[What you should do]:
Format the entries below as a JSON list of strings, with one string for each line and any blank lines left out.

[Labeled-object pointing entries]
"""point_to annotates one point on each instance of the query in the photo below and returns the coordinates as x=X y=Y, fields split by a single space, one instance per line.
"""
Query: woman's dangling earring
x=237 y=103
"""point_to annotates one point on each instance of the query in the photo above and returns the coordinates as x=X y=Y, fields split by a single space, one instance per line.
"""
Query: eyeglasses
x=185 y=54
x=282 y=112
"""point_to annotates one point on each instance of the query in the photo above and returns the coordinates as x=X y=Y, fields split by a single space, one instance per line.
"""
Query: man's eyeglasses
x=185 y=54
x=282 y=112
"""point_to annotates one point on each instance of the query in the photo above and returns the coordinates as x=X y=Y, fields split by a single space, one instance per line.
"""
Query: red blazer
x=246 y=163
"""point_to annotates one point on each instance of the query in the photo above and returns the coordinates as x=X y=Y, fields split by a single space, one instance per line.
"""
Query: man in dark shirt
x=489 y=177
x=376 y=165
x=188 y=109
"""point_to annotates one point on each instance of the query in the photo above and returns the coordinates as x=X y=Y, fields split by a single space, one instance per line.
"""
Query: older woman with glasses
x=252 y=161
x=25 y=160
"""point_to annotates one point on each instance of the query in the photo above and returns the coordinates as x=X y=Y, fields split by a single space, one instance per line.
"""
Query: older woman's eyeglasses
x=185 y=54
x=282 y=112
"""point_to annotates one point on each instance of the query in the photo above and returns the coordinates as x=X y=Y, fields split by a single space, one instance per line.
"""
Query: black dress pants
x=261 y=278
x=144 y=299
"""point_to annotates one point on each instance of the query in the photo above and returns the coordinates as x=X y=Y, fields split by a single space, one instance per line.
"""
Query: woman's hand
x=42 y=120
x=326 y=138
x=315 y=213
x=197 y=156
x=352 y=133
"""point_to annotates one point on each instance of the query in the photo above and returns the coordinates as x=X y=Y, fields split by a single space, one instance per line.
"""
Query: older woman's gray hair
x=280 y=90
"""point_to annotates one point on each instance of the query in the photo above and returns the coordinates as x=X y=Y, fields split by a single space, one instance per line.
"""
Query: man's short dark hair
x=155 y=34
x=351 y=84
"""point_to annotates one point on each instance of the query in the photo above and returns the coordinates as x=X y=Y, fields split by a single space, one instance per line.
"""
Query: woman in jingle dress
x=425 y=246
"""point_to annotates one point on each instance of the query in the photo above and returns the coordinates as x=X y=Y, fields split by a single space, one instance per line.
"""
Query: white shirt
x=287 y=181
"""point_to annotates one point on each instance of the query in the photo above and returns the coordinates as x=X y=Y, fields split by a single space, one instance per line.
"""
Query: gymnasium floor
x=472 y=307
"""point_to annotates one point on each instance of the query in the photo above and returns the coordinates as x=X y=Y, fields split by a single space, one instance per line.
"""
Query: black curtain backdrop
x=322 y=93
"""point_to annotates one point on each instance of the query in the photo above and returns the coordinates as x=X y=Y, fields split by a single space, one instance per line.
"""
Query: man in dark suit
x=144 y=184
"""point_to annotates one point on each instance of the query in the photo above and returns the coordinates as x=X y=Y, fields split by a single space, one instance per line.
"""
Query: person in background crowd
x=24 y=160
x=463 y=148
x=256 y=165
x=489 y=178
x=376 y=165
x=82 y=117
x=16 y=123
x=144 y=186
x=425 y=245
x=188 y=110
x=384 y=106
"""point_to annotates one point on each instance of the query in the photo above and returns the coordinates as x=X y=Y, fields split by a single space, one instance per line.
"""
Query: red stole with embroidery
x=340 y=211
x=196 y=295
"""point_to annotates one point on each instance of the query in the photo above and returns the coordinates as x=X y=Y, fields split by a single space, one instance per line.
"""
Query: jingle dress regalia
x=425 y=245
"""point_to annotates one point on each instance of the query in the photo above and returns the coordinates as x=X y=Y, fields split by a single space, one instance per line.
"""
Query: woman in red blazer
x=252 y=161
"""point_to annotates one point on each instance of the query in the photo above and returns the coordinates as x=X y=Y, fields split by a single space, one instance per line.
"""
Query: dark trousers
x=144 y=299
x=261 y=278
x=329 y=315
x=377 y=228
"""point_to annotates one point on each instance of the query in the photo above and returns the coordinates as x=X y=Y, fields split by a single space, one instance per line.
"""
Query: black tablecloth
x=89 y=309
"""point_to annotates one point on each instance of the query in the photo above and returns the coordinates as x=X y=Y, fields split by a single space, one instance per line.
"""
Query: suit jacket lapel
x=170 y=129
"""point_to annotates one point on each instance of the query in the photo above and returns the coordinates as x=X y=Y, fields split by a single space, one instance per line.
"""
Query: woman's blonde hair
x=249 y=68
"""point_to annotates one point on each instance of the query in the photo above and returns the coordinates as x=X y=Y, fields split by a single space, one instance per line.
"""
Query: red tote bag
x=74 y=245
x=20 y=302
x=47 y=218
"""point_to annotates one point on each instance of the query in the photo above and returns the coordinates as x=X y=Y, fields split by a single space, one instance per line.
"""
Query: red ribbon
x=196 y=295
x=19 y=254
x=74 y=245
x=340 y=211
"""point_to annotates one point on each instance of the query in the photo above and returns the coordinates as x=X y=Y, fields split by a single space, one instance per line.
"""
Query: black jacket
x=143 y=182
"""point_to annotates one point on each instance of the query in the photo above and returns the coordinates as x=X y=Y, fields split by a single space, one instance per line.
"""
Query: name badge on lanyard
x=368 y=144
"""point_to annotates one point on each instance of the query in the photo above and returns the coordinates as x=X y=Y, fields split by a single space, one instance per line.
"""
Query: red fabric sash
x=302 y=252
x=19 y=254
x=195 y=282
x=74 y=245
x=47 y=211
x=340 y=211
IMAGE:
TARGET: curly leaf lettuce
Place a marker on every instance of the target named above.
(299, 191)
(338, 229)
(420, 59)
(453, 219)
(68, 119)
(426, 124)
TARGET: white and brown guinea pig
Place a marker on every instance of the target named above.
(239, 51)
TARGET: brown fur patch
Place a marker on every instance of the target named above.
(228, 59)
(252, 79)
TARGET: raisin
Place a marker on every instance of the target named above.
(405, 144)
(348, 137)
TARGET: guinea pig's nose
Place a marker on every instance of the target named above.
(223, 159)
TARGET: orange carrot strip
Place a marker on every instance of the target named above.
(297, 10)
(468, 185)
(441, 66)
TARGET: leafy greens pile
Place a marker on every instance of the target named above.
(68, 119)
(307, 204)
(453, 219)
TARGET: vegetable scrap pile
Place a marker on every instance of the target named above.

[Task response]:
[
  "\"\"\"point_to annotates one point on each instance of the query in the photo below and returns the coordinates as x=X y=Y, fields split by a single space, one instance per line.",
  "\"\"\"",
  "Query: woman's dangling earring",
  "x=237 y=103",
  "\"\"\"point_to annotates one point on each instance of the query in the photo above and returns the coordinates as x=X y=Y, fields split by a single space, one instance per line.",
  "\"\"\"",
  "Query: eyeglasses",
  "x=185 y=54",
  "x=282 y=112",
  "\"\"\"point_to annotates one point on each instance of the query in the photo above and returns the coordinates as x=X y=Y, fields split by a single space, one instance per line.",
  "\"\"\"",
  "Query: man's eyeglasses",
  "x=185 y=54",
  "x=282 y=112",
  "\"\"\"point_to annotates one point on each instance of the query in the photo above and returns the coordinates as x=X y=Y, fields split by a single space, one instance per line.",
  "\"\"\"",
  "Query: red blazer",
  "x=246 y=163",
  "\"\"\"point_to annotates one point on each instance of the query in the photo above and returns the coordinates as x=X y=Y, fields split by a single space, one instance per line.",
  "\"\"\"",
  "Query: man in dark shirt",
  "x=489 y=177",
  "x=376 y=165",
  "x=188 y=109",
  "\"\"\"point_to annotates one point on each instance of the query in the photo above and returns the coordinates as x=X y=Y, fields split by a single space, one instance per line.",
  "\"\"\"",
  "Query: older woman with glasses",
  "x=252 y=161",
  "x=25 y=160",
  "\"\"\"point_to annotates one point on each instance of the query in the photo above and returns the coordinates as x=X y=Y, fields split by a single space, one instance per line.",
  "\"\"\"",
  "Query: older woman's eyeglasses",
  "x=185 y=54",
  "x=282 y=112",
  "\"\"\"point_to annotates one point on each instance of the query in the photo above and returns the coordinates as x=X y=Y, fields split by a single space, one instance per line.",
  "\"\"\"",
  "Query: black dress pants",
  "x=261 y=278",
  "x=144 y=299",
  "\"\"\"point_to annotates one point on each instance of the query in the photo above and returns the coordinates as x=X y=Y, fields split by a single space, one instance per line.",
  "\"\"\"",
  "Query: woman's hand",
  "x=42 y=120",
  "x=326 y=138",
  "x=315 y=213",
  "x=197 y=156",
  "x=352 y=133",
  "\"\"\"point_to annotates one point on each instance of the query in the photo above and returns the coordinates as x=X y=Y, fields split by a single space, one instance per line.",
  "\"\"\"",
  "Query: older woman's gray hair",
  "x=280 y=90",
  "\"\"\"point_to annotates one point on each instance of the query in the photo above and returns the coordinates as x=X y=Y, fields split by a single space, one instance per line.",
  "\"\"\"",
  "Query: man's short dark hair",
  "x=155 y=34",
  "x=351 y=84",
  "\"\"\"point_to annotates one point on each instance of the query in the photo above and returns the coordinates as x=X y=Y, fields split by a single space, one instance per line.",
  "\"\"\"",
  "Query: woman in jingle dress",
  "x=425 y=246",
  "\"\"\"point_to annotates one point on each instance of the query in the photo above and returns the coordinates as x=X y=Y, fields split by a single space, one instance per line.",
  "\"\"\"",
  "Query: white shirt",
  "x=287 y=181",
  "\"\"\"point_to annotates one point on each instance of the query in the photo above and returns the coordinates as x=X y=Y, fields split by a single space, one instance per line.",
  "\"\"\"",
  "Query: gymnasium floor",
  "x=472 y=307",
  "\"\"\"point_to annotates one point on each instance of the query in the photo above and returns the coordinates as x=X y=Y, fields split by a single space, one instance per line.",
  "\"\"\"",
  "Query: black curtain backdrop",
  "x=322 y=93",
  "\"\"\"point_to annotates one point on each instance of the query in the photo above and returns the coordinates as x=X y=Y, fields split by a single space, one instance per line.",
  "\"\"\"",
  "Query: man in dark suit",
  "x=144 y=184",
  "\"\"\"point_to annotates one point on each instance of the query in the photo above and returns the coordinates as x=X y=Y, fields split by a single space, one instance per line.",
  "\"\"\"",
  "Query: person in background crowd",
  "x=24 y=160",
  "x=463 y=148",
  "x=256 y=165",
  "x=489 y=178",
  "x=376 y=165",
  "x=82 y=117",
  "x=16 y=123",
  "x=144 y=186",
  "x=425 y=245",
  "x=188 y=110",
  "x=384 y=106",
  "\"\"\"point_to annotates one point on each instance of the query in the photo above and returns the coordinates as x=X y=Y, fields split by a single space, one instance per line.",
  "\"\"\"",
  "Query: red stole with embroidery",
  "x=340 y=211",
  "x=196 y=295",
  "\"\"\"point_to annotates one point on each instance of the query in the photo above and returns the coordinates as x=X y=Y, fields split by a single space, one instance per line.",
  "\"\"\"",
  "Query: jingle dress regalia",
  "x=425 y=245",
  "\"\"\"point_to annotates one point on each instance of the query in the photo above and returns the coordinates as x=X y=Y, fields split by a single space, one instance per line.",
  "\"\"\"",
  "Query: woman in red blazer",
  "x=252 y=161",
  "\"\"\"point_to annotates one point on each instance of the query in the photo above and returns the coordinates as x=X y=Y, fields split by a single space, one instance per line.",
  "\"\"\"",
  "Query: dark trousers",
  "x=144 y=299",
  "x=261 y=278",
  "x=329 y=315",
  "x=377 y=228",
  "\"\"\"point_to annotates one point on each instance of the query in the photo above and returns the coordinates as x=X y=Y, fields split by a single space, one instance per line.",
  "\"\"\"",
  "Query: black tablecloth",
  "x=89 y=309",
  "\"\"\"point_to annotates one point on each instance of the query in the photo above and returns the coordinates as x=X y=Y, fields split by a single space, one instance per line.",
  "\"\"\"",
  "Query: suit jacket lapel",
  "x=170 y=129",
  "\"\"\"point_to annotates one point on each instance of the query in the photo above and returns the coordinates as x=X y=Y, fields split by a single space, one instance per line.",
  "\"\"\"",
  "Query: woman's blonde hair",
  "x=249 y=68",
  "\"\"\"point_to annotates one point on each instance of the query in the photo above and returns the coordinates as x=X y=Y, fields split by a single space, one instance per line.",
  "\"\"\"",
  "Query: red tote bag",
  "x=74 y=245",
  "x=20 y=302",
  "x=47 y=218",
  "\"\"\"point_to annotates one point on each instance of the query in the photo above and returns the coordinates as x=X y=Y, fields split by a single space, one instance per line.",
  "\"\"\"",
  "Query: red ribbon",
  "x=196 y=295",
  "x=19 y=254",
  "x=74 y=245",
  "x=340 y=211",
  "\"\"\"point_to annotates one point on each instance of the query in the photo above and returns the coordinates as x=X y=Y, fields split by a single space, one instance per line.",
  "\"\"\"",
  "Query: black jacket",
  "x=143 y=182",
  "\"\"\"point_to annotates one point on each instance of the query in the photo above and returns the coordinates as x=X y=Y, fields split by a single space, one instance per line.",
  "\"\"\"",
  "Query: name badge on lanyard",
  "x=368 y=144",
  "\"\"\"point_to annotates one point on each instance of the query in the photo above and returns the coordinates as x=X y=Y, fields split by a single space, one instance per line.",
  "\"\"\"",
  "Query: red fabric sash",
  "x=302 y=252",
  "x=19 y=254",
  "x=195 y=282",
  "x=74 y=245",
  "x=47 y=211",
  "x=340 y=211",
  "IMAGE:",
  "TARGET: curly leaf lettuce",
  "Place a marker on every instance of the target named above.",
  "(299, 191)",
  "(338, 229)",
  "(420, 59)",
  "(453, 219)",
  "(68, 119)",
  "(426, 124)",
  "TARGET: white and brown guinea pig",
  "Place a marker on every instance of the target named above.",
  "(239, 51)",
  "TARGET: brown fur patch",
  "Place a marker on every instance of the target named above.",
  "(228, 59)",
  "(252, 79)",
  "TARGET: raisin",
  "Place a marker on every instance of the target named above.",
  "(405, 144)",
  "(348, 137)",
  "TARGET: guinea pig's nose",
  "Place a marker on every instance of the target named above.",
  "(223, 159)",
  "TARGET: orange carrot strip",
  "Place a marker on every instance of the target named above.",
  "(297, 10)",
  "(468, 185)",
  "(441, 66)",
  "TARGET: leafy greens pile",
  "Place a marker on every instance of the target named above.",
  "(68, 119)",
  "(307, 204)",
  "(453, 219)",
  "TARGET: vegetable scrap pile",
  "Place a marker on every instance of the target named above."
]